* [Selected excerpt]
----

Riccardo Muti may be noted for his aristocratic refinement, but he seems intent on showing New York that he can be brash and bombastic. After his cultivated fashion, of course.
Last week he mustered a Russian programme that culminated with the endless razzle-dazzle of Scriabin. This week he looked homeward to Italy, but the banal bluster lingered on.
The central attraction took the rambling form of the Piano Concerto No 2 of Giuseppe Martucci, an Italian romantic whose music Muti, like Arturo Toscanini before him, has championed. The Philharmonic had ventured the piece only twice before, long ago. Gustav Mahler introduced it on February 21 1911, at the concert that turned out to be his last. Suffering, according to the New York Times, from “a light attack of grip”), he ceded his baton to an assistant for the repeat performance and died of bacterial endocarditis three months later.
Muti got the orchestra to unravel Martucci’s massive knots, anno 1886, with brilliant nonchalance. Gerhard Oppitz, the brave Bavarian pianist, made his Philharmonic debut unfazed by the obstacle course, mustering power and passion even on the rare occasions when the score might have allowed a little subtlety. It was rewarding to hear this curio, a period piece brimming with Austro-Germanic allusions and illusions. Still, it would stretch credulity to claim that Martucci’s neglect has been unwarranted. Despite lofty intentions, the showpiece meanders for 40 clangorous minutes through a morass of murky muck.

----

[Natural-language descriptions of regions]
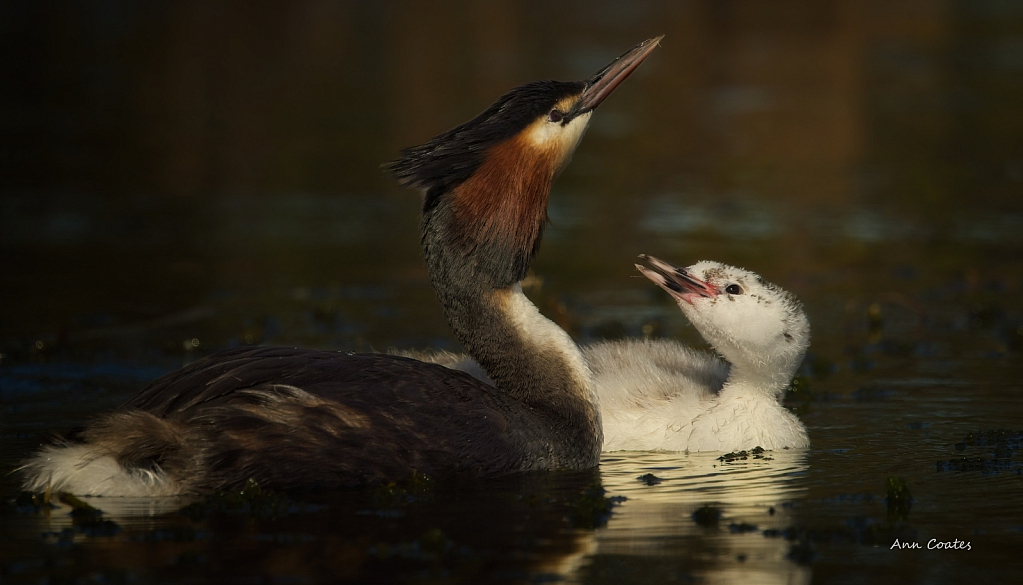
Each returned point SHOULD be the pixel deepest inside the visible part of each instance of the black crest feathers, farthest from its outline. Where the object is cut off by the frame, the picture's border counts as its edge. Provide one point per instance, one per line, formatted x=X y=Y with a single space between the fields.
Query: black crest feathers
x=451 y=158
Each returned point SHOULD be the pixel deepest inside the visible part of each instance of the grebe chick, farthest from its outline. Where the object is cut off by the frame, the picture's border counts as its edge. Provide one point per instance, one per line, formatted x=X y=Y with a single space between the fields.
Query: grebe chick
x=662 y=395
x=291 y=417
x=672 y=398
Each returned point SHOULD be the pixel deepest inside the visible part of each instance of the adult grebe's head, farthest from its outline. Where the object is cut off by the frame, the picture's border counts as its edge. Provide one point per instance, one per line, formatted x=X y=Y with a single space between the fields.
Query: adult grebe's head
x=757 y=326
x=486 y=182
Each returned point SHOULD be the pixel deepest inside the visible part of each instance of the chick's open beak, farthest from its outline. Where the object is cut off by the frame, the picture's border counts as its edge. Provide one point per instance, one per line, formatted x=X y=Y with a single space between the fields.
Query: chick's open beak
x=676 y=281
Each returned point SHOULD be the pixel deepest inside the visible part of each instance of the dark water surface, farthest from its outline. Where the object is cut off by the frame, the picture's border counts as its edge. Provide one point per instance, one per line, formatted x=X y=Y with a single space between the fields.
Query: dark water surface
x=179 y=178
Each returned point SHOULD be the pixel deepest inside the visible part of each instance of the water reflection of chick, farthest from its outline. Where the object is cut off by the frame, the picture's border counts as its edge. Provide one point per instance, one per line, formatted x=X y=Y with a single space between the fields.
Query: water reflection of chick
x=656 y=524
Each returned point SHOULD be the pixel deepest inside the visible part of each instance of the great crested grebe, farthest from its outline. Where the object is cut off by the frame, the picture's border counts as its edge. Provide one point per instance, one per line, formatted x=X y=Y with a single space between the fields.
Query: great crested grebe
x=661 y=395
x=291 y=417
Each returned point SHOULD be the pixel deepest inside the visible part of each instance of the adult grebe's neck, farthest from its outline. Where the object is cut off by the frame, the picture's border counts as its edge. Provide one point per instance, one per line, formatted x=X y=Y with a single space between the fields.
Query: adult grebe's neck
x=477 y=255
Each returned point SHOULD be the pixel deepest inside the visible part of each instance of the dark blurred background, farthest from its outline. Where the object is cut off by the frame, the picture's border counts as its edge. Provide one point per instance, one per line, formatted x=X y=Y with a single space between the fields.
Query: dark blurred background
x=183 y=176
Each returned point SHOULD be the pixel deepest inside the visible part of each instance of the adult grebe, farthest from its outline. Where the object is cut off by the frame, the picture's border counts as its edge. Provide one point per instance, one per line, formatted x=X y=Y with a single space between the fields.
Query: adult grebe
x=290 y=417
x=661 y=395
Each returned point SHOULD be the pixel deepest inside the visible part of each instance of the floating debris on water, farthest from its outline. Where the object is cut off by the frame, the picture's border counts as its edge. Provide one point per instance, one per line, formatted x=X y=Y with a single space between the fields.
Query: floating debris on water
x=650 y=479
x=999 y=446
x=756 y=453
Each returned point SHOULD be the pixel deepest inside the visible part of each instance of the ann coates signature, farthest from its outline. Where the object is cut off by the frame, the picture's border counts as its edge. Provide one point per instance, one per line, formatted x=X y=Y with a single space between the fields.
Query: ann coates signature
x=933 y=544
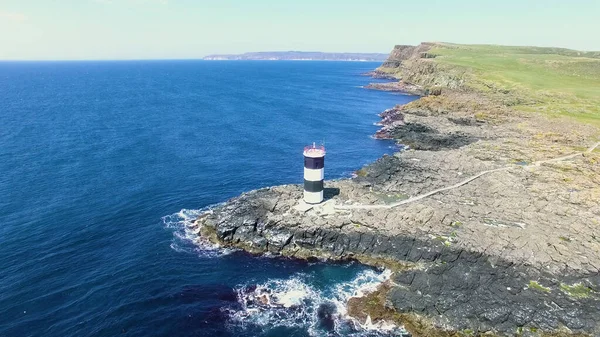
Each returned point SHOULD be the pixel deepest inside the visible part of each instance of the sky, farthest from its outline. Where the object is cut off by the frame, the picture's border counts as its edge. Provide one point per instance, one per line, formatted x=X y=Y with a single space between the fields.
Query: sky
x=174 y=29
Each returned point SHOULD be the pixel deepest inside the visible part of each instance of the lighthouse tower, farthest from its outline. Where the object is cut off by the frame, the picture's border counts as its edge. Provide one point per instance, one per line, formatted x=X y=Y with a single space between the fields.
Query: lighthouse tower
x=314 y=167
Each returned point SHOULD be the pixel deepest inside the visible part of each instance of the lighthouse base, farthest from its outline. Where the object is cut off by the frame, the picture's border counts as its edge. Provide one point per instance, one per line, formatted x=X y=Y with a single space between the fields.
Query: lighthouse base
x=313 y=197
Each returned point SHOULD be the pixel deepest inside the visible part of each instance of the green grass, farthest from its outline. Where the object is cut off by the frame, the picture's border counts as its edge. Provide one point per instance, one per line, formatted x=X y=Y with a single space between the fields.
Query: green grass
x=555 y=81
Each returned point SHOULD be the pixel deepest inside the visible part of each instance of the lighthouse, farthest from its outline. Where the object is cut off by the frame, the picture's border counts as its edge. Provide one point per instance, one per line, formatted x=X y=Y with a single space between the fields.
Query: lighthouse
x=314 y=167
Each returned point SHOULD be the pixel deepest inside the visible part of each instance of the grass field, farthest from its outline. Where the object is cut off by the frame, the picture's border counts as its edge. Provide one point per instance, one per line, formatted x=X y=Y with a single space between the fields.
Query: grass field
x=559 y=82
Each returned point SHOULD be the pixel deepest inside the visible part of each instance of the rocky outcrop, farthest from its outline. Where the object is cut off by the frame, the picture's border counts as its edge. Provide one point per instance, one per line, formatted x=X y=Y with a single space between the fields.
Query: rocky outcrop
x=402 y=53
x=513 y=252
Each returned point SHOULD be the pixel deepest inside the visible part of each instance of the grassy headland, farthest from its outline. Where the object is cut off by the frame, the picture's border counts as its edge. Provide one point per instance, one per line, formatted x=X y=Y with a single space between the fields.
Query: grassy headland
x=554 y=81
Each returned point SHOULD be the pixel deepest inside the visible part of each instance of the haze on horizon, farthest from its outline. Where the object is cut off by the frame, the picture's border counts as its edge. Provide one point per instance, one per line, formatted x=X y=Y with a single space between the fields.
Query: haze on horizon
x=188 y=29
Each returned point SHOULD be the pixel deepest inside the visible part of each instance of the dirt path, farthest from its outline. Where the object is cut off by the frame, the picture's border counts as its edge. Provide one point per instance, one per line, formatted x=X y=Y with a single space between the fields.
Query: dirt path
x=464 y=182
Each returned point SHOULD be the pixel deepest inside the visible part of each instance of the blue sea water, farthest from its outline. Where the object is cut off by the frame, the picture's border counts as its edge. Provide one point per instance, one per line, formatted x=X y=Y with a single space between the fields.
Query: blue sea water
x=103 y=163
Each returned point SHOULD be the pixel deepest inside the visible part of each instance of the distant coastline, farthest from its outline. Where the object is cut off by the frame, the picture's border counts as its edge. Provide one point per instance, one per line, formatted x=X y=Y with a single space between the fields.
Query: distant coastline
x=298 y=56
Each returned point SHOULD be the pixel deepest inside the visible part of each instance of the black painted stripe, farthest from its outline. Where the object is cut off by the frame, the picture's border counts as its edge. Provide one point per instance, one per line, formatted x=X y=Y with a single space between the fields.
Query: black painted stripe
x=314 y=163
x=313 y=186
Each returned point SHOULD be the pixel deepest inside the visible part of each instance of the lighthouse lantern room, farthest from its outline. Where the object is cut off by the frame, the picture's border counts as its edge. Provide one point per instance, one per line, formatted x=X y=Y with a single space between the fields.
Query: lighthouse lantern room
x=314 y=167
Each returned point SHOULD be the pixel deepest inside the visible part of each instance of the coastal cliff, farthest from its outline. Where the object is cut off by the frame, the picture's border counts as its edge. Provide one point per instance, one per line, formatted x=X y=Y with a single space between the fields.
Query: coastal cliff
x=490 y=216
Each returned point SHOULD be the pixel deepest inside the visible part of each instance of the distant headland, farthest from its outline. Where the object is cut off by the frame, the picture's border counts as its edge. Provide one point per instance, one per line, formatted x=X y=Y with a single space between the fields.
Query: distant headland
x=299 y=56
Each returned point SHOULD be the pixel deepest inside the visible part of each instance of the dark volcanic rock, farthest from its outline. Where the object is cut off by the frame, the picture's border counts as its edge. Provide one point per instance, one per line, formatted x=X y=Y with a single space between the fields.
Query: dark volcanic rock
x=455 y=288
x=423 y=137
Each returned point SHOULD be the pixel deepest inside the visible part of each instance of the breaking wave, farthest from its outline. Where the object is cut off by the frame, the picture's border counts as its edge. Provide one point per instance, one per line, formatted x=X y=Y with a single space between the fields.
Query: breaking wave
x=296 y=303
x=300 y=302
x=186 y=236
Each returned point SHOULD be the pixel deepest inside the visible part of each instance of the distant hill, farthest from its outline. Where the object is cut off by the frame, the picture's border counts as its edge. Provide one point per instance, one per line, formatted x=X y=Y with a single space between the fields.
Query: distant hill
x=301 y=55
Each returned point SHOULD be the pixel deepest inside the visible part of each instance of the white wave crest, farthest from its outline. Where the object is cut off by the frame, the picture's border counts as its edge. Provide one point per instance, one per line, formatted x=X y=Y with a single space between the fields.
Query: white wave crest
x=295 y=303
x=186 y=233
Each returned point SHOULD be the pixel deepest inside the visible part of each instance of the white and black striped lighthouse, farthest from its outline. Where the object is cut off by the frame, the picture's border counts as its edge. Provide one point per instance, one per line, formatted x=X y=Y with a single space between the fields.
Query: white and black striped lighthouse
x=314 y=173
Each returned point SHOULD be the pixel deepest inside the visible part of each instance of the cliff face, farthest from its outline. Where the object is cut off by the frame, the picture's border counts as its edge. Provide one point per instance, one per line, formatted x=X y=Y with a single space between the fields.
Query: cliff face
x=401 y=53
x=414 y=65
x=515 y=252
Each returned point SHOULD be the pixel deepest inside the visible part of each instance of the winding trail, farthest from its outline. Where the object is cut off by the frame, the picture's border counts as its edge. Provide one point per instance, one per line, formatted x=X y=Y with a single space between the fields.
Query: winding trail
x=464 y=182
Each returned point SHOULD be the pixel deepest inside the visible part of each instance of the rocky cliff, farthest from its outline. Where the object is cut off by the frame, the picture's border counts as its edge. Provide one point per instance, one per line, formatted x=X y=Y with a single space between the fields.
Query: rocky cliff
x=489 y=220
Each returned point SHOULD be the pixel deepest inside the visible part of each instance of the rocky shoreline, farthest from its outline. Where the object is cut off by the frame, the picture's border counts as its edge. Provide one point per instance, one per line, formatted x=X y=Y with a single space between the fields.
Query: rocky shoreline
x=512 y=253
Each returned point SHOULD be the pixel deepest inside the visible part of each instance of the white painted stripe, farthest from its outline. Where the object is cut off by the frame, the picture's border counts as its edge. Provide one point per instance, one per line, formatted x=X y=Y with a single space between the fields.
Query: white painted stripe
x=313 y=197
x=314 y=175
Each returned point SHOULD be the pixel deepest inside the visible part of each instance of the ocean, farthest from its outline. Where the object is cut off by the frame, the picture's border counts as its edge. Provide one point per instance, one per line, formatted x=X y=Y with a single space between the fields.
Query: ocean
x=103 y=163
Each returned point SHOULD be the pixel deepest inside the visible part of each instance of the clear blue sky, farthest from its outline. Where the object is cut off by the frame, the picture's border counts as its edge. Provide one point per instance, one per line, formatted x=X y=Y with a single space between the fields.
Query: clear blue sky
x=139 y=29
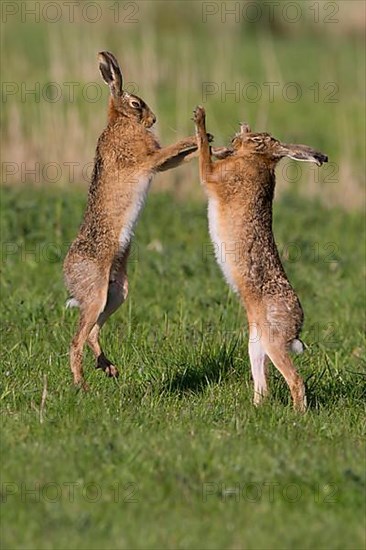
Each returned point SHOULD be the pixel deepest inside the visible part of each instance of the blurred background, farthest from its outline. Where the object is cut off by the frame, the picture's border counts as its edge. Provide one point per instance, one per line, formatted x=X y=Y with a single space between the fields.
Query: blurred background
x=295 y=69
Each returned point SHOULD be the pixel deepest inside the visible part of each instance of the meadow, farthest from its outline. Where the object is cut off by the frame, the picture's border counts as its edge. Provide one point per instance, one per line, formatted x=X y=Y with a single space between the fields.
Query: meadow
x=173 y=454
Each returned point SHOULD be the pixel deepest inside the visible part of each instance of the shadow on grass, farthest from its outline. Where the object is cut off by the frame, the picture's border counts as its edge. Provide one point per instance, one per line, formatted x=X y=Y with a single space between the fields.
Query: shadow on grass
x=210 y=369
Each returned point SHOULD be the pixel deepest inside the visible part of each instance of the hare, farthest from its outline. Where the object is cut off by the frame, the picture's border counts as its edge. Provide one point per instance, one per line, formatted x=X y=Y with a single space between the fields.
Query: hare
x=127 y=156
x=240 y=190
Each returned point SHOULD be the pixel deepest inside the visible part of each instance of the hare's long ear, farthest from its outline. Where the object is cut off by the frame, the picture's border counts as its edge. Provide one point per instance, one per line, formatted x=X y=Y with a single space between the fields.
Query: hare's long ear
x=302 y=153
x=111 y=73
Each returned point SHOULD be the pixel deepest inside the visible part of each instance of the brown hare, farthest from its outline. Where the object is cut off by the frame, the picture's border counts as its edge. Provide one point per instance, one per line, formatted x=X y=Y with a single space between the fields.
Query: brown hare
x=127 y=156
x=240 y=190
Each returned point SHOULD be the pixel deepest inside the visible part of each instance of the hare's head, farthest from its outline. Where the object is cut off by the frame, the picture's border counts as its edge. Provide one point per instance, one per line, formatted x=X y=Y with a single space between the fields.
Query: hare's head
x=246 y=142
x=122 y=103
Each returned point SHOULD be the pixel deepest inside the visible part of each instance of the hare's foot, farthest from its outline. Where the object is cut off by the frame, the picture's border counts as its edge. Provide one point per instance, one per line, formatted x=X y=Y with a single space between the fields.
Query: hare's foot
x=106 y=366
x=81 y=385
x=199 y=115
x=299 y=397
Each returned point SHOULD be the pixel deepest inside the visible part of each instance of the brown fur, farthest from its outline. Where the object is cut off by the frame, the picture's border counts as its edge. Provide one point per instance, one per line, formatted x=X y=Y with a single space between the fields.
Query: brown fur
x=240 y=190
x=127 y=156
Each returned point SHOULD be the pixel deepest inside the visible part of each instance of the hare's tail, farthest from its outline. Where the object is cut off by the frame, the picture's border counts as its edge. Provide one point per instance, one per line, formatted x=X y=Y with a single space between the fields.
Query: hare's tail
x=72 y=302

----

* [Complete the following]
A. Answer these questions using the concert review.
(i) To which country did the program look this week?
(ii) On what date did Gustav Mahler introduce Martucci's Piano Concerto No 2 with the Philharmonic?
(iii) For how many minutes does the showpiece meander?
B. Name every person mentioned in the concert review.
C. Carry the concert review forward from its final sentence.

* [Responses per task]
A.
(i) Italy
(ii) February 21 1911
(iii) 40 minutes

B. Riccardo Muti, Scriabin, Giuseppe Martucci, Arturo Toscanini, Gustav Mahler, Gerhard Oppitz

C.
Verdi’s tawdry ballet music for Macbetto sounded absolutely elegant in this context, especially when Judith LeClair floated the arching bassoon solo with bona-fide bel-canto finesse. Closing the concert amid push-button cheers, Muti directed traffic through the whomping snaps, crackles and pops of Respighi’s Feste romane. The maestro couldn’t mute the vulgarity, but he could impose a certain restraint. The festive sprawl emerged taut, clean and crisp. One must be grateful for small favours.